### WHAT YOU HAVE TO DO
Can you copy out, word for word, the part of the text on smoking and mental illness below that lies between "The study of" and "number of smokers.", inclusive?

### TEXT SEGMENT
It has been hypothesised that one reason for the strong association between mental illness and current smoking is that mental illness is a factor in smoking initiation. Depression and anxiety in teenagers have been found to be strong predictors of smoking experimentation and the transition to daily smoking.[19–21] However, smoking has also been associated with the onset of psychiatric symptoms in teenagers.[21,22] This has suggested that smoking and depressive and/or anxiety symptoms may have onset around the same time, possibly associated with common prior causes.[23–25] However, controlling for common causal factors does not completely remove the predictive ability of smoking on mental illness, particularly depression and anxiety and vice versa. This suggests the possibility that separate causal mechanisms may operate in both directions, in addition to the predictive ability of common causal factors.[21,26–28]

The large overlap between mental illness and smoking is not entirely surprising considering the known effects of nicotine on the brain. Nicotine is a psychostimulant that effects several neuroregulators that influence behaviour and mood.[29,30] In some circumstances, nicotine can relieve symptoms of both depression and anxiety.[31,32] Nicotine cessation can also precipitate depressive symptoms, particularly in people with a history of major depression.[33,34] However, it has been questioned whether these are independent depressive symptoms or unpleasant withdrawal symptoms.[35,36] The onset of depressive symptoms following smoking cessation has been linked with lower quit rates, and most commonly occurs in people with depression.[37–39] These factors have lead to the self-medication hypothesis–that smokers with mental illness choose to smoke because it is the easiest, most readily accessible way to control symptoms of mental illness, especially for those who are not receiving any prescribed form of treatment for their mental health condition.[40]

While the self-medication theory implies there is a therapeutic benefit to smoking which people with depressive or anxiety symptoms find helpful, research suggests that smoking provides temporary relief from immediate symptoms, while overall creating a greater level of anxiety and stress.[31,35,41] Thus the alleviation of stress and anxiety by smoking may be part of the withdrawal feedback mechanism. It has been suggested that the self-medication hypothesis has too often been used as a justification for not acting to curb cigarette smoking in this population despite the fact that nicotine is not regarded as the most appropriate therapy for any mental health problem, and that even if it were, cigarettes would not be an appropriate form of administering it.[37]

The study of Lasser et al was based on data from the US National Comorbidity Survey which was collected in 1992. Smoking rates have been in decline in the US since that time.[42] More current data are now available with the release of the public use file from the US National Comorbidity Study-Replication which was conducted between 2001 and 2003, and data from the 2007 Australian Survey of Mental Health and Wellbeing. We hypothesised that despite the decline in overall smoking rates in both the US and Australia since 1992, people with mental illness would continue to represent a disproportionally high number of smokers.

### PROVIDED MATERIAL
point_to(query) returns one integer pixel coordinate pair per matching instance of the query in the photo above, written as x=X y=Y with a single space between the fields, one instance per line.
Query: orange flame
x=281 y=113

### EXERCISE SOLUTION
The study of Lasser et al was based on data from the US National Comorbidity Survey which was collected in 1992. Smoking rates have been in decline in the US since that time.[42] More current data are now available with the release of the public use file from the US National Comorbidity Study-Replication which was conducted between 2001 and 2003, and data from the 2007 Australian Survey of Mental Health and Wellbeing. We hypothesised that despite the decline in overall smoking rates in both the US and Australia since 1992, people with mental illness would continue to represent a disproportionally high number of smokers.